+++ Data supplied +++

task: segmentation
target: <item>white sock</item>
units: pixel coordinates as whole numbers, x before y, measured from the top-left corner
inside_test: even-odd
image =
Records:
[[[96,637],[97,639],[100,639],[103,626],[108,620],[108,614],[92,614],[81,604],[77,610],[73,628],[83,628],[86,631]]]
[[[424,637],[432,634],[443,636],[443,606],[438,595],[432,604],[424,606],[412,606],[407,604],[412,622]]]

+++

Request: Reproduce the block above in full, including every row, with "even-odd" swapped for "nonzero" and nothing else changed.

Worked answer:
task: segmentation
target: <item>white sock</item>
units: pixel coordinates as whole numbers, x before y, measured from the top-left corner
inside_test: nonzero
image =
Records:
[[[96,637],[97,639],[100,639],[103,626],[108,620],[108,614],[92,614],[81,604],[77,610],[73,628],[83,628],[86,631]]]
[[[424,637],[432,634],[443,636],[443,606],[438,595],[432,604],[424,606],[412,606],[407,604],[412,622]]]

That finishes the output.